- TO DO
Produce a verbatim transcription of all records.

- AVAILABLE DATA
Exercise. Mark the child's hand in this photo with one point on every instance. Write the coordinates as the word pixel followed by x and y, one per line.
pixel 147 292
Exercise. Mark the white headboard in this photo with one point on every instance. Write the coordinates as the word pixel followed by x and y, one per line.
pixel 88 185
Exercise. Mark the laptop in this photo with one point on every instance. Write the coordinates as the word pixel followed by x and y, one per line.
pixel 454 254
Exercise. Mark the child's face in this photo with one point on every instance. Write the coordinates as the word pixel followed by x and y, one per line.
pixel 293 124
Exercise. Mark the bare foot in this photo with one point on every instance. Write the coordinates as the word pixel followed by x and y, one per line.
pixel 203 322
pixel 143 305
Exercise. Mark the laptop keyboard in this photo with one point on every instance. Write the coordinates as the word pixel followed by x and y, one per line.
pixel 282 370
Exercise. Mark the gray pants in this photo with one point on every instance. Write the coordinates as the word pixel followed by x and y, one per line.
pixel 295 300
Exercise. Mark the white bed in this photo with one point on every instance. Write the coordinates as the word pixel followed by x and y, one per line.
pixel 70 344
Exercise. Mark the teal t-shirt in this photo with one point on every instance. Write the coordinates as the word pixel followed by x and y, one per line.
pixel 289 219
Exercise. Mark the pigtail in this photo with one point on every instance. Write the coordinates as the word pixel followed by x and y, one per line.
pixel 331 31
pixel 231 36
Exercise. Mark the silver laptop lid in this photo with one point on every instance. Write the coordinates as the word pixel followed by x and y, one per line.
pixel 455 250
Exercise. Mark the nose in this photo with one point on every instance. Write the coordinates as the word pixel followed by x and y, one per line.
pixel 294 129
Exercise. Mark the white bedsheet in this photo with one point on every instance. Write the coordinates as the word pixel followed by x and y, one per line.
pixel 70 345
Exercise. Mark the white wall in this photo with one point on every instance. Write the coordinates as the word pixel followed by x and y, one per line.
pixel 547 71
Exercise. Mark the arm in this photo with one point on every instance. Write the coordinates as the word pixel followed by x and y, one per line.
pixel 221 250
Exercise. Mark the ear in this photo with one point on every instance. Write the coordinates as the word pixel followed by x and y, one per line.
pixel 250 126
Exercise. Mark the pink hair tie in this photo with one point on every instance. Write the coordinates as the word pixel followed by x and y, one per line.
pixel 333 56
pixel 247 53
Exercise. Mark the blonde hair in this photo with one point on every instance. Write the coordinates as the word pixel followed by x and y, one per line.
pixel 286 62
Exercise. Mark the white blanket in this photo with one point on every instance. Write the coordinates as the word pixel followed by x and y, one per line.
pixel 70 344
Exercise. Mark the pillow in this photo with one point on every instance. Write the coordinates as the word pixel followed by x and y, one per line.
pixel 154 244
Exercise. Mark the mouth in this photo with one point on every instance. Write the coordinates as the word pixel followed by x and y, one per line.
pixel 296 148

- ANSWER SPACE
Exercise. Mark the child's hand in this photo with one point on every instance. Write the coordinates as the word pixel followed by x and y, one per line.
pixel 147 292
Exercise. Mark the white headboard in this photo with one point on every instance. Write the coordinates as the word pixel followed by x and y, one per line.
pixel 88 185
Exercise. Mark the laptop in this photo with one point on every instance. Write the coordinates as the word pixel followed by x and y, one per line.
pixel 454 254
Exercise. Mark the child's face in this photo with one point on every instance. Write the coordinates as the word pixel followed by x and y, one per line.
pixel 293 124
Exercise. Mark the bare foot in this photo with one point on every instance. Write the coordinates as the word pixel followed by x and y, one per line.
pixel 203 322
pixel 143 305
Exercise. Mark the laptop keyboard in this photo with one point on every instance. Write the coordinates as the word pixel followed by x and y, one per line.
pixel 282 370
Exercise. Mark the gray pants in this photo with one point on every instance. Write the coordinates as the word pixel followed by x and y, one per line.
pixel 295 300
Exercise. Mark the white bed in this photo with one point on every instance. Write the coordinates as the word pixel followed by x and y, one per line.
pixel 70 344
Exercise. Mark the teal t-shirt in this photo with one point on every instance. Write the coordinates as the word pixel followed by x and y, one per line.
pixel 289 219
Exercise. Mark the pigtail in this photo with one point on every instance. Write the coordinates as the word pixel followed by x and y, one per line.
pixel 331 31
pixel 231 36
Exercise. Mark the silver laptop lid in this photo with one point on every instance. Write the coordinates as the word pixel followed by x and y, one per line.
pixel 455 250
Exercise. Mark the nose in this photo with one point on every instance. Write the coordinates as the word pixel followed by x and y, one per line.
pixel 294 129
Exercise. Mark the white bedsheet in this photo with one point on every instance. Write the coordinates as the word pixel followed by x and y, one per line.
pixel 70 345
Exercise. Mark the white wall in this photo with one point on every instance. Write the coordinates as the word pixel followed by x and y, one per line.
pixel 547 71
Exercise. Mark the arm in this photo with one point on every instance. Write the coordinates as the word pixel followed by x and y, one per line.
pixel 221 250
Exercise. Mark the ear in this photo with one point on every instance. Write the coordinates as the word pixel followed by x and y, one per line.
pixel 250 126
Exercise. Mark the pink hair tie in this photo with one point on every instance. Write the coordinates as the word pixel followed by x and y, one per line.
pixel 333 56
pixel 247 53
Exercise. Mark the blonde hair in this photo with one point on every instance. Write the coordinates as the word pixel followed by x and y, one per line.
pixel 286 62
Exercise. Mark the white blanket in this photo with one point on every instance. Write the coordinates as the word pixel followed by x and y, one per line.
pixel 70 344
Exercise. Mark the pillow in this photo with one point on every instance. Write the coordinates as the word pixel followed by x and y, one per line.
pixel 154 244
Exercise. Mark the mouth in this photo with one point on every instance. Write the coordinates as the word pixel followed by x and y, one per line.
pixel 296 148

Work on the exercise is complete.